*** Opening EXTRACT ***

According to sources, the Uttar Pradesh energy department has decided to stop purchasing any Chinese products; it won’t install the 8,000 smart meters that have already been purchased from PT Hexing, a Chinese company based out of Indonesia.
Power minister Shrikant Sharma told FE the government would ensure that even the vendors do not supply or use the goods that are made in China. Of these 40 lakh smart meters being installed under UDAY scheme for discoms, 2 lakh have already been installed and a consignment of 8,000 meters from PT Hexing has arrived.
Haryana had earmarked around Rs 1,130 crore for the two FGD systems projects which, sources say, will now be tendered again, under domestic competitive bidding mode. The equipment were to be installed in two 300 MW units at the Yamunanagar power plant and two 600 MW units at the Rajiv Gandhi thermal station in Hisar. The re-tendering process will further delay the mandatory installation of emission reducing equipment, after the plants missed their initial deadline of December 2019.

*** Closing EXTRACT ***
*** Opening SOURCE MATERIAL ***

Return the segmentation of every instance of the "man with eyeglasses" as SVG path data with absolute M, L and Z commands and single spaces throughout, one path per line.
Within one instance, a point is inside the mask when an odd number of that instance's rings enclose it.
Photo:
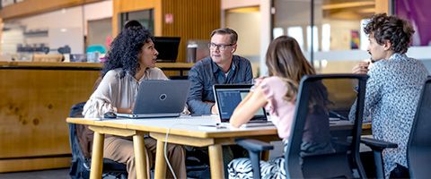
M 253 79 L 249 60 L 234 55 L 238 34 L 229 28 L 213 30 L 208 44 L 209 56 L 189 71 L 191 82 L 187 104 L 194 115 L 218 114 L 213 85 L 251 84 Z
M 189 71 L 191 82 L 187 105 L 192 115 L 218 114 L 215 104 L 213 85 L 215 84 L 251 84 L 253 80 L 251 64 L 239 55 L 236 51 L 238 34 L 231 29 L 213 30 L 208 44 L 209 56 L 203 58 Z M 207 149 L 194 148 L 195 157 L 205 162 L 200 152 L 207 156 Z M 224 176 L 227 178 L 227 164 L 234 158 L 243 158 L 244 149 L 238 146 L 223 147 Z M 190 155 L 188 152 L 187 155 Z M 192 155 L 193 156 L 193 155 Z M 205 177 L 205 176 L 204 176 Z

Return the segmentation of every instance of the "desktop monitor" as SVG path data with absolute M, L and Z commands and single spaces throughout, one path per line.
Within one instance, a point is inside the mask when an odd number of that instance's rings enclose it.
M 154 47 L 159 52 L 157 62 L 175 62 L 180 41 L 180 37 L 154 37 Z

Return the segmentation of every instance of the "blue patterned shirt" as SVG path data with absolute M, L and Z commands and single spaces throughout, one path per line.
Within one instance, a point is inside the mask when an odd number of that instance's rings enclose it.
M 371 119 L 374 139 L 398 144 L 396 149 L 383 150 L 389 178 L 397 163 L 408 167 L 407 142 L 428 71 L 420 61 L 393 54 L 388 60 L 375 62 L 368 75 L 364 119 Z M 350 111 L 351 120 L 354 112 Z
M 210 115 L 215 98 L 215 84 L 251 84 L 253 73 L 249 60 L 239 55 L 232 58 L 231 69 L 227 76 L 222 69 L 207 56 L 189 71 L 191 82 L 187 105 L 191 114 Z

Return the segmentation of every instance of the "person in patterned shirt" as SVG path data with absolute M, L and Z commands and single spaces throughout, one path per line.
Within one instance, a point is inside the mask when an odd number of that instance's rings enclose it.
M 369 75 L 363 119 L 371 119 L 374 139 L 398 144 L 383 150 L 385 178 L 408 178 L 407 142 L 428 72 L 420 61 L 406 55 L 415 32 L 409 21 L 375 14 L 365 32 L 373 65 L 361 62 L 352 70 Z M 351 110 L 350 120 L 354 114 Z

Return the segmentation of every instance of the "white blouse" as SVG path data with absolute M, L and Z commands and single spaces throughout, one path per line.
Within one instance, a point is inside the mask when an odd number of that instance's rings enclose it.
M 120 78 L 121 68 L 109 71 L 84 107 L 85 118 L 102 117 L 106 112 L 117 113 L 117 108 L 130 108 L 135 103 L 141 81 L 168 80 L 159 68 L 148 68 L 137 81 L 128 72 Z

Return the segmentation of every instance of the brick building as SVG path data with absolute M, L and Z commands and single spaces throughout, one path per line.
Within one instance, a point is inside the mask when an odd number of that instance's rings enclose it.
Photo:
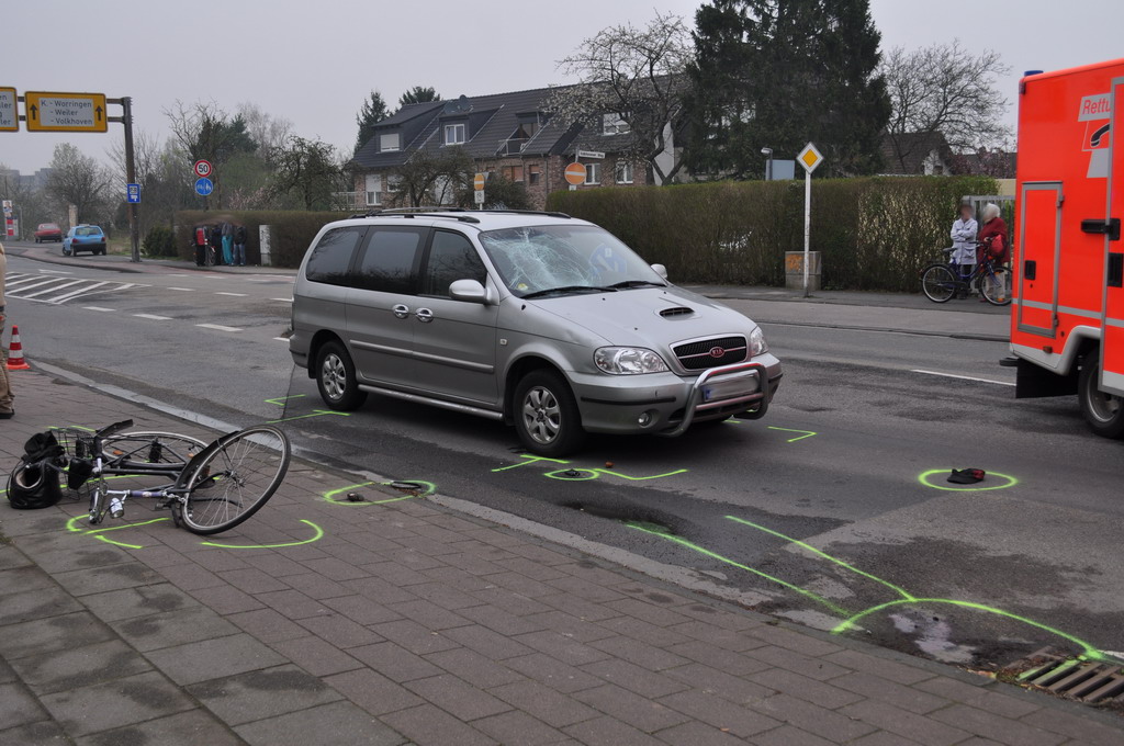
M 463 148 L 478 172 L 501 173 L 522 183 L 536 208 L 545 207 L 552 191 L 568 188 L 563 171 L 579 149 L 604 153 L 605 157 L 580 158 L 588 174 L 578 189 L 653 183 L 651 169 L 643 160 L 623 155 L 632 135 L 618 115 L 601 117 L 600 131 L 562 127 L 544 112 L 554 90 L 462 95 L 404 106 L 375 125 L 371 139 L 355 154 L 355 207 L 388 204 L 392 201 L 396 170 L 420 149 L 445 147 Z

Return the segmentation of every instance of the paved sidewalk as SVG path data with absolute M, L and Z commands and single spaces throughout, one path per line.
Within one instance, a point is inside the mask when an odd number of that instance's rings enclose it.
M 132 417 L 209 437 L 40 373 L 13 383 L 4 472 L 48 426 Z M 76 502 L 0 506 L 0 744 L 1124 738 L 1113 716 L 778 622 L 362 482 L 293 463 L 261 512 L 209 540 L 142 506 L 130 526 L 96 533 L 81 519 L 67 528 Z M 346 502 L 348 491 L 365 500 Z

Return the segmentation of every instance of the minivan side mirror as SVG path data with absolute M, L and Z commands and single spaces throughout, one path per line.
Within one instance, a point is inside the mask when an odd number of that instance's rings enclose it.
M 488 304 L 488 290 L 477 280 L 456 280 L 448 286 L 448 297 L 464 303 Z

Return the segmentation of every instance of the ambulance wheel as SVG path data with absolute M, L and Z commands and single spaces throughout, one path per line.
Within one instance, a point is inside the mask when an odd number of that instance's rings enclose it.
M 1124 436 L 1124 398 L 1114 397 L 1097 389 L 1100 366 L 1098 351 L 1085 356 L 1081 375 L 1077 383 L 1077 398 L 1081 402 L 1085 421 L 1097 435 L 1106 438 Z

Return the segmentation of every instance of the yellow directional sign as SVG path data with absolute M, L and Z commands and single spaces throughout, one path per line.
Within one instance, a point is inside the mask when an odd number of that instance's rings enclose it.
M 824 156 L 818 149 L 816 149 L 815 145 L 808 143 L 804 146 L 804 149 L 800 151 L 799 155 L 796 156 L 796 160 L 800 162 L 800 165 L 804 166 L 805 171 L 812 173 L 816 170 L 816 166 L 824 162 Z
M 0 88 L 0 133 L 19 131 L 19 109 L 16 107 L 16 89 Z
M 105 93 L 24 93 L 29 133 L 103 133 L 109 129 Z

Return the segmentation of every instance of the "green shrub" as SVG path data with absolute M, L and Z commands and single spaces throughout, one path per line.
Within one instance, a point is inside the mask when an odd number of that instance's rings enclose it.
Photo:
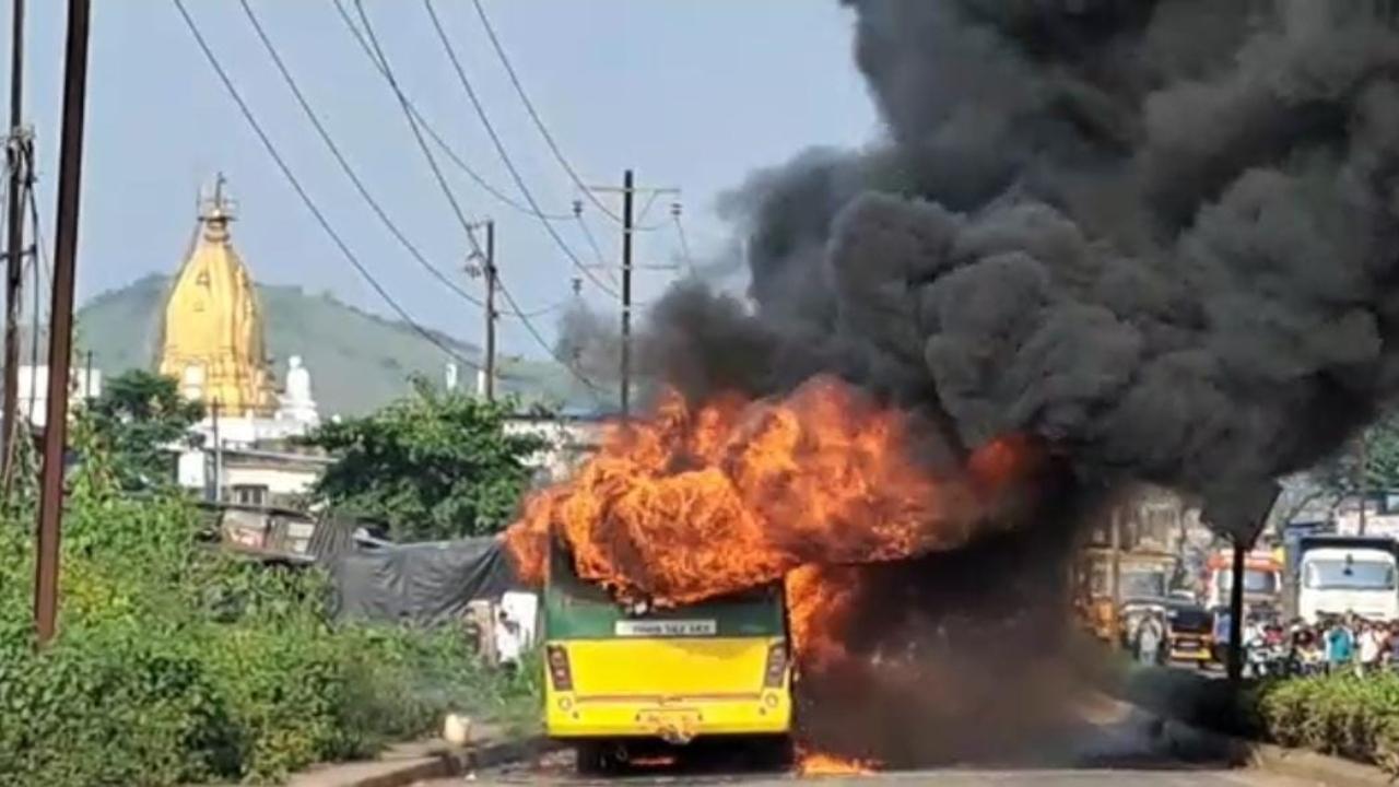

*** Closing SOURCE MATERIAL ***

Please copy everything from "According to sources, the" down to "Hexing has arrived." in the excerpt on dropping Chinese power equipment, renaming "smart meters" as "digital meters" throughout.

__EXERCISE ANSWER__.
According to sources, the Uttar Pradesh energy department has decided to stop purchasing any Chinese products; it won’t install the 8,000 digital meters that have already been purchased from PT Hexing, a Chinese company based out of Indonesia.
Power minister Shrikant Sharma told FE the government would ensure that even the vendors do not supply or use the goods that are made in China. Of these 40 lakh digital meters being installed under UDAY scheme for discoms, 2 lakh have already been installed and a consignment of 8,000 meters from PT Hexing has arrived.